“Tempo Estranho” (2018) é uma coletânea composta por quatro novelas escritas pelo autor estadunidense Joe Hill, famoso por obras como “Amaldiçoado”, “Nosferatu” e “Mestre das Chamas”. A obra foi lançada no Brasil pela editora Harper Collins no ano passado com tradução de André Gordirro.
O terror pode estar presente em qualquer lugar. Ele pode se esconder em uma foto que guarda uma lembrança querida, em uma única pessoa em um shopping lotado, nas nuvens e seus diversos e estranhos formatos e até mesmo em algo tão pequeno e insignificante quanto uma agulha. Eu já disse aqui algumas vezes, mas esse é o tipo de coisa que eu mais gosto no gênero.
Cantos escuros existem e podem mesmo ser perigosos, mas o perigo não reside apenas neles, o maligno está presente em nossas vidas em diversos lugares, formatos e escolhas.

**ENUNCIADO A**
No texto sobre “Tempo Estranho”, quem assina a tradução da edição brasileira?
**ENUNCIADO B**
Reproduza, sem nenhuma alteração, tudo o que vai de “O terror pode” até “formatos e escolhas.” no texto sobre “Tempo Estranho”.
**ENUNCIADO C**
Dê seguimento ao texto sobre “Tempo Estranho” a partir do ponto em que ele termina.

**DADOS**
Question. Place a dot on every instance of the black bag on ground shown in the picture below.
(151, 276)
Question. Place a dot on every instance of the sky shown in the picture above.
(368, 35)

**RESPOSTA A**
André Gordirro.

**RESPOSTA B**
O terror pode estar presente em qualquer lugar. Ele pode se esconder em uma foto que guarda uma lembrança querida, em uma única pessoa em um shopping lotado, nas nuvens e seus diversos e estranhos formatos e até mesmo em algo tão pequeno e insignificante quanto uma agulha. Eu já disse aqui algumas vezes, mas esse é o tipo de coisa que eu mais gosto no gênero.
Cantos escuros existem e podem mesmo ser perigosos, mas o perigo não reside apenas neles, o maligno está presente em nossas vidas em diversos lugares, formatos e escolhas.

**RESPOSTA C**
Quando uma história do gênero envereda pelo caminho de transformar algo extremamente comum em uma coisa que pode ceifar a sua vida de uma hora para outra, o terror se instaura com verdade. É se utilizando de lugares, situações cotidianas, objetos e escolhas comuns que Hill escolhe mostrar aos seus leitores que não adianta se manter afastado de cantos escuros quando o mal te deseja, pois ele vai encontrar um caminho de qualquer forma e o tempo vai fechar.
Em “Instantâneo”, Michael em sua fase adulta narra acontecimentos estranhos que ocorreram em sua vida aos 15 anos de idade durante a década de 80. Michael era um jovem gordo apaixonado por desmontar aparelhos eletrônicos para entender como eles funcionam. Shelly, sua antiga babá, aparece durante uma dessas suas investigações bem desnorteada como se estivesse atrasada para o dia de trabalho. Comovido pela desorientação da mulher que cuidou dele uma boa parte da vida, o adolescente decide acompanhá-la até sua casa.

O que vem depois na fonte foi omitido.